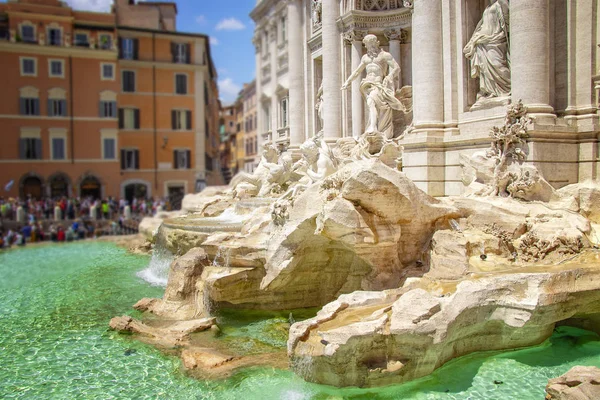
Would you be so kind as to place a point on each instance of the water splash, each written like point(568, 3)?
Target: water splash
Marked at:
point(157, 272)
point(222, 258)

****************************************

**REQUEST:** Reproduce every line of the entries above word for word. Leave out the pictures.

**ANSWER TO THE EXERCISE:**
Would you be so kind as to place a point on each instance of the water splash, each written like point(568, 3)?
Target: water splash
Marked at:
point(157, 272)
point(222, 258)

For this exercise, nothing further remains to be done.